====== Sumber ======
1. Buka konten
  2. Buka menu utama
  3. Buka situs DW lainnya

Eropa Jauhi Gaddafi

24 Agustus 2011

Berbagai reaksi atas kemenangan pemberontak Libya bermunculan. Perusahaan Eropa misalnya, menarik bisnis lamanya dengan Gaddafi, media yang menyoroti konflik Libya dikritik, begitu juga NATO.

https://p.dw.com/p/12N9N
Rebel fighters celebrate as they stand on top of the monument inside Moammar Gadhafi's compound in Bab Al-Aziziya in Tripoli, LIbya, Wednesday, Aug. 24, 2011. The rebels say they have now taken control of nearly all of Tripoli, but sporadic gunfire could still be heard Wednesday, and Gadhafi loyalists fired shells and assault rifles at fighters who had captured the Libyan leader's personal compound one day earlier. (Foto:Sergey Ponomarev/AP/dapd)
====== Informasi yang Disediakan ======
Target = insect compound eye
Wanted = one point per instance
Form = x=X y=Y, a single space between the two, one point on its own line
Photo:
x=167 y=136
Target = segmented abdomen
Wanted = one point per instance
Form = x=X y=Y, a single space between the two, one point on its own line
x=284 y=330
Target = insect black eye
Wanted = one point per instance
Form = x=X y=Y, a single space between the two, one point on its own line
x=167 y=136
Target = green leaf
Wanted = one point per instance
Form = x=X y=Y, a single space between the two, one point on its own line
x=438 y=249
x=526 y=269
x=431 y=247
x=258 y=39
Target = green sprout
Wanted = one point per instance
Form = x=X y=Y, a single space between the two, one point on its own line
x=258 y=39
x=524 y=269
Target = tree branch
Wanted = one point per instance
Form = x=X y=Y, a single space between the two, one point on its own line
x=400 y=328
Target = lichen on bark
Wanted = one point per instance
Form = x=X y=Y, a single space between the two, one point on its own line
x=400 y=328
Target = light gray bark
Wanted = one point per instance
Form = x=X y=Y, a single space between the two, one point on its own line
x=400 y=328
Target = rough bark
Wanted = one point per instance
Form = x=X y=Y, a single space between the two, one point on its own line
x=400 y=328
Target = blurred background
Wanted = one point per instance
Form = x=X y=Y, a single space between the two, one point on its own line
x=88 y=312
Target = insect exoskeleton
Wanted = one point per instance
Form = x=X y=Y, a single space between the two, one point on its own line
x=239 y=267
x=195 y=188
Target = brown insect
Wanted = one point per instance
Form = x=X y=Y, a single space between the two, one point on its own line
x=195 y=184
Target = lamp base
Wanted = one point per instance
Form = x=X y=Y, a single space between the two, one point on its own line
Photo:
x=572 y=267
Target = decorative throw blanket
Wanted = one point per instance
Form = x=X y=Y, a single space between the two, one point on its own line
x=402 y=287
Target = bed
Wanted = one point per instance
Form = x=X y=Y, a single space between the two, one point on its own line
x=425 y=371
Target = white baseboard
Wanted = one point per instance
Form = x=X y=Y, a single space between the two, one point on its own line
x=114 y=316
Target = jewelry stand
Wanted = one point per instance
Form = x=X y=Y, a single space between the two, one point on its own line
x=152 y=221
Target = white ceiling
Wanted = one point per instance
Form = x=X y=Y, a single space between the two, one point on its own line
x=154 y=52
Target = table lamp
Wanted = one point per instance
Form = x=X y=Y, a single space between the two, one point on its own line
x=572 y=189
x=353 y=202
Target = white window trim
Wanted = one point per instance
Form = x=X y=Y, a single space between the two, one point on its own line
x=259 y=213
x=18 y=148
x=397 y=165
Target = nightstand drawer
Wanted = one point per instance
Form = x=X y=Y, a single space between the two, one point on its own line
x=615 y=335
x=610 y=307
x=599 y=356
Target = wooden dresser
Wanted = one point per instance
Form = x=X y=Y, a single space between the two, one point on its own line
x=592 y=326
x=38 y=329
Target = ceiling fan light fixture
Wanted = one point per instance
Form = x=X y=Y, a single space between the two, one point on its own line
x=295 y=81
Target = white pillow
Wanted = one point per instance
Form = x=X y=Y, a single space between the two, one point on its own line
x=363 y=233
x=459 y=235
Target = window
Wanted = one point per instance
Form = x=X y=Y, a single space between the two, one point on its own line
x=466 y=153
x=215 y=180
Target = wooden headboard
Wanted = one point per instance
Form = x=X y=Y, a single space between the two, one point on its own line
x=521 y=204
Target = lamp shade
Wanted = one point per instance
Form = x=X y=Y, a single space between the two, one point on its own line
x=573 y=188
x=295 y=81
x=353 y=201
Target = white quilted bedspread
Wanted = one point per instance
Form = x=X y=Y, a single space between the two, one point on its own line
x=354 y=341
======
> **Tugas dan Latihan**:
(A) Tentukan apakah setiap pernyataan berikut sesuai dengan berita tentang Libya. Jawab ya atau tidak, lalu kutip kata-kata penentunya dari berita itu.
(i) Perusahaan Eropa menarik bisnis lama mereka dengan Gaddafi.
(ii) NATO tidak mendapat kritik.
(iii) Berita ini bertanggal 24 Agustus 2011.
(B) Tolong salin dengan persis bagian berita tentang Libya dari "24 Agustus 2011" sampai "begitu juga NATO.".

> **Hasil per Tugas**:
(A)
(i) Ya: "Perusahaan Eropa misalnya, menarik bisnis lamanya dengan Gaddafi"
(ii) Tidak: "media yang menyoroti konflik Libya dikritik, begitu juga NATO"
(iii) Ya: "24 Agustus 2011"

(B)
24 Agustus 2011

Berbagai reaksi atas kemenangan pemberontak Libya bermunculan. Perusahaan Eropa misalnya, menarik bisnis lamanya dengan Gaddafi, media yang menyoroti konflik Libya dikritik, begitu juga NATO.